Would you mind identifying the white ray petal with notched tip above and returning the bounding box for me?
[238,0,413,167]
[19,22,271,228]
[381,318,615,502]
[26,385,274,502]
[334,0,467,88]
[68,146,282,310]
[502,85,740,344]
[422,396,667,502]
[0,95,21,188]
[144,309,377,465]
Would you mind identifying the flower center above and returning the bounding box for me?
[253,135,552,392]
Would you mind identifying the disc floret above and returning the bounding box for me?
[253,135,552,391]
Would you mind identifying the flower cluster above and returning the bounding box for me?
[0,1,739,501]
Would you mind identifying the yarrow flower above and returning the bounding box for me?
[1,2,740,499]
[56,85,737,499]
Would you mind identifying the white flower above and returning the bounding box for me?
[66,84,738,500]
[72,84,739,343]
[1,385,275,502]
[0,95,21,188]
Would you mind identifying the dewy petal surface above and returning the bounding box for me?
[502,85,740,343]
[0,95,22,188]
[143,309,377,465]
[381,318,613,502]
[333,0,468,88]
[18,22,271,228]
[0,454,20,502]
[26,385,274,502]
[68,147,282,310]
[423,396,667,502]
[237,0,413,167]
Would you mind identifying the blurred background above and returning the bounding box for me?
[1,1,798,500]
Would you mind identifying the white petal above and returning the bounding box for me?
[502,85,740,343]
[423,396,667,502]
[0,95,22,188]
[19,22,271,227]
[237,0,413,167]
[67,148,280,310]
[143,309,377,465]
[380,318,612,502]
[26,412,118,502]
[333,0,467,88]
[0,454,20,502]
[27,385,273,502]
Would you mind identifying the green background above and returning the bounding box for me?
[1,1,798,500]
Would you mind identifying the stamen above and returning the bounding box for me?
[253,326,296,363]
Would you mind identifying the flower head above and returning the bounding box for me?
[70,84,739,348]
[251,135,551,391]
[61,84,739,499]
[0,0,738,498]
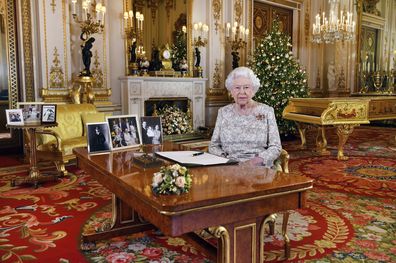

● ● ●

Word for word, quote the full listing, omitting every picture.

• [WRITTEN REPLY]:
Would you mind identifying the white ray petal with notched tip above and returning the bounding box for me?
[238,0,413,167]
[19,22,271,228]
[381,318,615,502]
[26,385,274,502]
[334,0,467,88]
[68,146,282,310]
[502,85,740,344]
[422,396,667,502]
[0,95,21,188]
[144,309,377,465]
Would you mind identifying the flower center above and returning the bounding box for me?
[253,135,552,392]
Would you mind identifying the disc floret above and returning the bounding box for me?
[253,135,552,391]
Would you mind identifying the flower cluster above and returning the bounding box for me?
[0,1,739,501]
Would you mind identifying the yarrow flower above and returning the bounding box for me?
[1,2,740,499]
[56,85,737,499]
Would you mind identifying the white flower above and returning the bounding box for me?
[66,84,738,500]
[72,84,739,343]
[1,385,275,502]
[0,95,21,188]
Would you mind identifying the dewy petal surface above and returning the bounding box for me?
[502,85,740,343]
[0,95,22,188]
[143,309,377,465]
[381,318,613,502]
[333,0,468,88]
[18,22,271,228]
[0,454,20,502]
[26,385,274,502]
[68,147,282,310]
[423,396,667,502]
[237,0,413,167]
Would you mind identifying the blurred background above and returning the bounding box for me?
[1,1,798,500]
Would you mind identifying the white petal above and returning the bounding box for me?
[502,85,740,343]
[423,396,667,502]
[0,95,22,188]
[19,22,271,227]
[237,0,413,167]
[67,148,280,310]
[143,309,377,465]
[380,318,612,502]
[26,412,118,502]
[333,0,467,88]
[0,454,20,502]
[27,385,273,502]
Would you mind identifying the green background above and returning the bounding box for me?
[1,1,798,500]
Would you mind identifying the stamen above and returning the bounding box for me?
[253,326,296,363]
Would you mind identifying the flower head above and returning the bounding box for me?
[70,84,739,348]
[251,135,551,391]
[61,84,739,499]
[0,0,738,498]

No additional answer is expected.